● EXERCISE DETAILS
Please filter the listing below, copying out every line that contains the string "basin". Case matters, so a line counts only if the capitalization matches.

● EXCERPTED RECORDS
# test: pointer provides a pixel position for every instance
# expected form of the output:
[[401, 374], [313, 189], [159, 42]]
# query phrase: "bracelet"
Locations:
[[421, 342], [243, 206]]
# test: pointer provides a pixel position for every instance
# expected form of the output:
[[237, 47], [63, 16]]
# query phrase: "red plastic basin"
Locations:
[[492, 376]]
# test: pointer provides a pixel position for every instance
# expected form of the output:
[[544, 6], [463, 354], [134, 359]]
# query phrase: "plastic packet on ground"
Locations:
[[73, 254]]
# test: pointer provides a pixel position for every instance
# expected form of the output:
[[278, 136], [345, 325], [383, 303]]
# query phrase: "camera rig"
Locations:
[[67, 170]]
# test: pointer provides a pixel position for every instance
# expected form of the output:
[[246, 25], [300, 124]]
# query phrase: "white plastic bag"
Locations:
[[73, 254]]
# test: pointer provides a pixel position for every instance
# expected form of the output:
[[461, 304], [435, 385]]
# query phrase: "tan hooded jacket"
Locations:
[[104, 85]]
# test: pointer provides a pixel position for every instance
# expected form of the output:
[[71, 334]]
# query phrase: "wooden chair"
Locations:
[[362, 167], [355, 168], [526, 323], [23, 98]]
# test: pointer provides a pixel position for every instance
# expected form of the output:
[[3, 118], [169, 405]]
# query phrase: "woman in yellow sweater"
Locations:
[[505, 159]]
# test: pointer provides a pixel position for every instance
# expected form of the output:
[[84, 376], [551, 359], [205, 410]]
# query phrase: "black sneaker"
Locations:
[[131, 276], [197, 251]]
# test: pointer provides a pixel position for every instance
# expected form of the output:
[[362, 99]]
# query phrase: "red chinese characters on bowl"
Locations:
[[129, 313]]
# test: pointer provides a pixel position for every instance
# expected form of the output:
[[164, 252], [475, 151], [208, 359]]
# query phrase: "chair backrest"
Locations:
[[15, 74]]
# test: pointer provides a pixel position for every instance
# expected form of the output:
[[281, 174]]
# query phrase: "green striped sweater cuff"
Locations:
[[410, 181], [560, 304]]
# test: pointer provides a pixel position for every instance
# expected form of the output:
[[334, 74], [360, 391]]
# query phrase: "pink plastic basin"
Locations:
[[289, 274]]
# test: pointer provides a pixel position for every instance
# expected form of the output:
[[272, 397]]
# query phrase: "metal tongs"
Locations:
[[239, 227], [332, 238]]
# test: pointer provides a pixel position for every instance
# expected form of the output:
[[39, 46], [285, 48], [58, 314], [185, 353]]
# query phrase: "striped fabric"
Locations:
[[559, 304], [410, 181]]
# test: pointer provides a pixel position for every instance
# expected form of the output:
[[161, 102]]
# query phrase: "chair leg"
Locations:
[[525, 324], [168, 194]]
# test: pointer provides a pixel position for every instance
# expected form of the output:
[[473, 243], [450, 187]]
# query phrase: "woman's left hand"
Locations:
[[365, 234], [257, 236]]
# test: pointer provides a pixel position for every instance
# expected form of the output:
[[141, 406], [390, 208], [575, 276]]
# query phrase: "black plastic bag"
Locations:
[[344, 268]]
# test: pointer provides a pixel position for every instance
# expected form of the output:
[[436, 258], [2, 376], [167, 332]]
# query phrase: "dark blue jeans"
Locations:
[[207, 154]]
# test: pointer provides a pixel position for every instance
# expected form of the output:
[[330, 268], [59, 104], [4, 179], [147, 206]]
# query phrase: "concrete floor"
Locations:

● ANSWER TO THE EXERCISE
# query phrase: "red plastic basin"
# query phrase: "pink plastic basin"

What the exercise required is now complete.